EXERCISE DESCRIPTION ▸ Could you set down, exactly as they stand, only the lines from the one containing "Drop one point on every instance of the cap" through the end of the listing?

────────────────────────────────────────

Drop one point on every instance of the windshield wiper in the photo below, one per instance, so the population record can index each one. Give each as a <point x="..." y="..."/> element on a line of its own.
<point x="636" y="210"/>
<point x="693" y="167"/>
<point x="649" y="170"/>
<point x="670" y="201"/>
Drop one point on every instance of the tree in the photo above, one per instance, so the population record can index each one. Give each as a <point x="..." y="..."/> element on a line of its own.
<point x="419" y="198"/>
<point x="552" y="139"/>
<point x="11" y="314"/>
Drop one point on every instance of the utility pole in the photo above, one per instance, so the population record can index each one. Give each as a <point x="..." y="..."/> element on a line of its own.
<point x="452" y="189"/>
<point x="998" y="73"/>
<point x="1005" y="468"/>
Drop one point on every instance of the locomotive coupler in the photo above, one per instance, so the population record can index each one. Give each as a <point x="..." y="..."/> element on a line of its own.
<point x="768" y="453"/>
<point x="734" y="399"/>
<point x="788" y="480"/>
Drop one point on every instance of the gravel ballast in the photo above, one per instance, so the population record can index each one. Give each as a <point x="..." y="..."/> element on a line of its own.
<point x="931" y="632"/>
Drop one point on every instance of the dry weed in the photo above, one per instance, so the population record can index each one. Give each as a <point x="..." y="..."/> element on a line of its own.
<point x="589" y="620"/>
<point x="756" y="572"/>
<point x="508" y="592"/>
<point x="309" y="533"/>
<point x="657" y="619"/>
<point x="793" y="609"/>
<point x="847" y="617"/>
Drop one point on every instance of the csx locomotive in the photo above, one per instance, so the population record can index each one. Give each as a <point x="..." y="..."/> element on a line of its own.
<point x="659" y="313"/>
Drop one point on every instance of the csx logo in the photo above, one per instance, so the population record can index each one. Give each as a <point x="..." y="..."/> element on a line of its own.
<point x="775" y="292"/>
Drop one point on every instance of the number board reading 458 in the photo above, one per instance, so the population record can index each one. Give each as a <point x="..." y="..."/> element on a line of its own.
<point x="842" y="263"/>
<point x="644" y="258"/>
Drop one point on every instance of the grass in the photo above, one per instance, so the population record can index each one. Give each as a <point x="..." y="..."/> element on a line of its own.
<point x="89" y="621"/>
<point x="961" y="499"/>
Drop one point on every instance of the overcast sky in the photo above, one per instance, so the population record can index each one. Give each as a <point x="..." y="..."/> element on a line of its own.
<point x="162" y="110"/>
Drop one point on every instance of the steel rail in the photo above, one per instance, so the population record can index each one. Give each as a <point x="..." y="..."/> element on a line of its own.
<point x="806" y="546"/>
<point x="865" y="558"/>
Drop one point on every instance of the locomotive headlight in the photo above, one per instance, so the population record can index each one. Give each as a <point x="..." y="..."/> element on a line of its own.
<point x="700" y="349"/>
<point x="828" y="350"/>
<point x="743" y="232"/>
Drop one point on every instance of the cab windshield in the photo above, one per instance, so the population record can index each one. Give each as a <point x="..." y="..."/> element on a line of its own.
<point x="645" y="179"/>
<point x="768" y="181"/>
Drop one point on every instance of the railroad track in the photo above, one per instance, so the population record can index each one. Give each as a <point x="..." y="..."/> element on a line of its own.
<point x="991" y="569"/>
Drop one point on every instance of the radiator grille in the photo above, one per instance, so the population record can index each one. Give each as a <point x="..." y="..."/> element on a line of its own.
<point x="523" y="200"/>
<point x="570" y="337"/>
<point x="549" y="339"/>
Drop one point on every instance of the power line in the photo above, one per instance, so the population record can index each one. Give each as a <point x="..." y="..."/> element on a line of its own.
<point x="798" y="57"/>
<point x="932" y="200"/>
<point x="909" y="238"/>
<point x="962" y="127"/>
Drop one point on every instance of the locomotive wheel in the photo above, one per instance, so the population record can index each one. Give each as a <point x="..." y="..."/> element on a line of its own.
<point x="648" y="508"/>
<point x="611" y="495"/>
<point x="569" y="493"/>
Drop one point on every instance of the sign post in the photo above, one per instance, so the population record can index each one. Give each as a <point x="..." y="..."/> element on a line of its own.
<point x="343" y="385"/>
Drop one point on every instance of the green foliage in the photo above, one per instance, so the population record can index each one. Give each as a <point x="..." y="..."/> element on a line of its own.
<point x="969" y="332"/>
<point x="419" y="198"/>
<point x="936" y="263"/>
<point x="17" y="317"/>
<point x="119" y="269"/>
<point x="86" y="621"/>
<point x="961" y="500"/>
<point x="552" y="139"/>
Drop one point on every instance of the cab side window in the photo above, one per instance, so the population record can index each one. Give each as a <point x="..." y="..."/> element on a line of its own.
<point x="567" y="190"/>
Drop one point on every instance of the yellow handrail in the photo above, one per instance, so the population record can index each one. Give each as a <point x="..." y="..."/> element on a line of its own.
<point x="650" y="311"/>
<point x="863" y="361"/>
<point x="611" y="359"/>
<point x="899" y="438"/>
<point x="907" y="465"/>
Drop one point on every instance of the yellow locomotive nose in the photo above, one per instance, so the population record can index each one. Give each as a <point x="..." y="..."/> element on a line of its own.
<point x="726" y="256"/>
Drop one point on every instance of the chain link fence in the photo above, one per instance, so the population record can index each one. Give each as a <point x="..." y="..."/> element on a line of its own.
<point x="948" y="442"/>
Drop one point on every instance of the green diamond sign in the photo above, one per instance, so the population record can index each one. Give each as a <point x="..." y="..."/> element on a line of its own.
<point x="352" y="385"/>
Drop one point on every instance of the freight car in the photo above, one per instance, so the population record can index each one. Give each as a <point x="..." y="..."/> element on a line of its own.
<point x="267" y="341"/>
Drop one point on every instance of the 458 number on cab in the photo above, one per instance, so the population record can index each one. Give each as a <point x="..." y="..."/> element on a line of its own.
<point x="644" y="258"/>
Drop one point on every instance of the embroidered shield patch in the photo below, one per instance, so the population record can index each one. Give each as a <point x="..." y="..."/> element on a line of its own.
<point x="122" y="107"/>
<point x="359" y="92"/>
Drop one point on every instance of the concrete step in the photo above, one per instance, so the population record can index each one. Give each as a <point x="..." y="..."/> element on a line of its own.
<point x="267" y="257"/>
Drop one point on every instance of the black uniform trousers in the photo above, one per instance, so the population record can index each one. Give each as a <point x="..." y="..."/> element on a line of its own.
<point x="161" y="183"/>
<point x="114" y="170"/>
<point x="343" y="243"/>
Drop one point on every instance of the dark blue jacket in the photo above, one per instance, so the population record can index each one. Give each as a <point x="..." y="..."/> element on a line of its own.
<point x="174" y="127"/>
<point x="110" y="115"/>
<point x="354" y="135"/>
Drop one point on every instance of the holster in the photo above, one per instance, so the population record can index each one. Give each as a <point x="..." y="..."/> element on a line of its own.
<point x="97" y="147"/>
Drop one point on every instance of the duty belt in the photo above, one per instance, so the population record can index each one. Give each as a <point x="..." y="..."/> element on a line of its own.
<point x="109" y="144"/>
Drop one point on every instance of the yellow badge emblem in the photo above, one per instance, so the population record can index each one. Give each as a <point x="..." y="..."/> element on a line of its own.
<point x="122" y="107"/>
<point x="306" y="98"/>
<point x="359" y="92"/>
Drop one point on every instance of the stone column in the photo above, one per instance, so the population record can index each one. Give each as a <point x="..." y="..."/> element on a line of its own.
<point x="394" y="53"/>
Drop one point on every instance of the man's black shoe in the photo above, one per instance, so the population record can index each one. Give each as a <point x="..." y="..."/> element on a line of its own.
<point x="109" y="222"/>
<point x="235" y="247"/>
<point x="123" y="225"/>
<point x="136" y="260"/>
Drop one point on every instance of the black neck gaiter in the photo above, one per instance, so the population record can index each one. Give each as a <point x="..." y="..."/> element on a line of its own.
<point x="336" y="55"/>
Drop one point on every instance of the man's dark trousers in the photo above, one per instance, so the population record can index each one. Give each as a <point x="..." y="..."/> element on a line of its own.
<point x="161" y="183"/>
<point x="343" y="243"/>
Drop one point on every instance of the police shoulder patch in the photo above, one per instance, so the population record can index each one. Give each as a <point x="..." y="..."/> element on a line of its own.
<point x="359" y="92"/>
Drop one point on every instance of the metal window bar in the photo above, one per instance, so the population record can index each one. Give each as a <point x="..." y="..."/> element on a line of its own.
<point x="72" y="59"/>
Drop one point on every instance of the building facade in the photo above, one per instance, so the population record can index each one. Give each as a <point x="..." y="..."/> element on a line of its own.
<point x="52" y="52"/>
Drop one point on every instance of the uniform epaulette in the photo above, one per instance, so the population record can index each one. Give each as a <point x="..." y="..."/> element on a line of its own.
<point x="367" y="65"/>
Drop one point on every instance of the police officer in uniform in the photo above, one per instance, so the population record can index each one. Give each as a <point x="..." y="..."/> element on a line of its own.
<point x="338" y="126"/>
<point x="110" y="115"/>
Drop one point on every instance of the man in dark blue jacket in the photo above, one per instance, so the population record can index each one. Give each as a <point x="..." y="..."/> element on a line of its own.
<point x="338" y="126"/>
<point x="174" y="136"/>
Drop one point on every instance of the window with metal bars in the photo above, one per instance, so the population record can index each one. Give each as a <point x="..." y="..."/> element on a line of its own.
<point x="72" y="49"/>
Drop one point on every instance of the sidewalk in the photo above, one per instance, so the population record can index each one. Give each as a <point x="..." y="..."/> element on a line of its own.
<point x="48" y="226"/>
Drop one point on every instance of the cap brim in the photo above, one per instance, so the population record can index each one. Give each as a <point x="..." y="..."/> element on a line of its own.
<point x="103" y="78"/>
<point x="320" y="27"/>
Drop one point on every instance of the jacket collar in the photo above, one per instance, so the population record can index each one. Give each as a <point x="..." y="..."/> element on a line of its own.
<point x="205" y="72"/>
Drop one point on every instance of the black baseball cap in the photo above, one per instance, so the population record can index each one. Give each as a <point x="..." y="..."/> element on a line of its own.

────────────────────────────────────────

RESPONSE ▸
Drop one point on every instance of the cap brim in the photo above, one per instance, so the population record can index each one. Give each as a <point x="..." y="..."/> element on a line of its own.
<point x="103" y="78"/>
<point x="320" y="27"/>
Drop one point on every instance of the jacket collar in the photo above, one per instance, so the population record can index each one. Give each as a <point x="..." y="..."/> element on a line of its own.
<point x="205" y="72"/>
Drop one point on every instance of the black baseball cap in the photo above, one per instance, so the population record can index each one. Give each as a <point x="..." y="..."/> element on a line of its own.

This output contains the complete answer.